* Given request
Please rewrite the data from its first line through the line holding "--holes=even-odd", inclusive, and swap "vertices" for "corners", changing nothing else.

* Exercise data
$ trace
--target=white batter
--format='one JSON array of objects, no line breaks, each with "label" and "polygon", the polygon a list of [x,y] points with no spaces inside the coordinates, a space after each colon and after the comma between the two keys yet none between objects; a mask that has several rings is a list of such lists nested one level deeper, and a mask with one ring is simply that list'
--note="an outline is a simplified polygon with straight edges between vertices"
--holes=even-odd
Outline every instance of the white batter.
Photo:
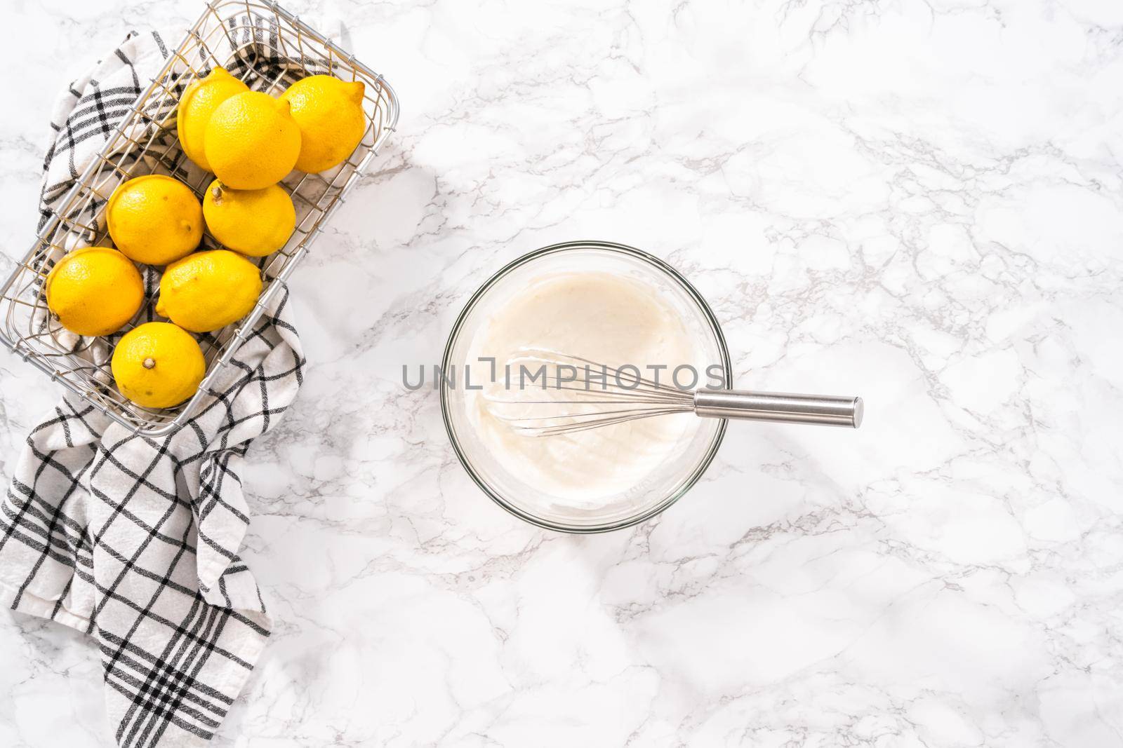
[{"label": "white batter", "polygon": [[[500,417],[510,417],[512,406],[496,400],[544,399],[539,382],[519,388],[518,364],[526,361],[527,351],[562,351],[612,367],[633,364],[648,379],[652,372],[645,367],[666,364],[660,382],[669,382],[672,370],[683,363],[694,366],[704,382],[705,363],[681,315],[657,289],[630,277],[557,273],[531,281],[496,306],[487,311],[469,347],[472,379],[485,387],[467,394],[466,403],[487,452],[519,481],[573,506],[595,506],[599,498],[641,483],[700,427],[697,416],[687,413],[564,435],[519,433]],[[490,367],[476,362],[482,357],[495,358],[495,381],[485,381]],[[504,377],[506,363],[513,364],[511,381]],[[683,379],[690,384],[688,377]],[[572,397],[553,384],[546,397]],[[532,407],[542,413],[541,406]]]}]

* Correct response
$ trace
--target=white batter
--format='one JSON array of objects, no line breaks, each with "label" and "polygon", the polygon a list of [x,y] points with no spaces inside the coordinates, a space after each colon and after the comma between the two keys yet none between objects; a mask that has several rings is a list of such lists nested one level deeper, and a mask with one ring is simply that list'
--note="an outline is a simplified polygon with straight edges between corners"
--holes=even-odd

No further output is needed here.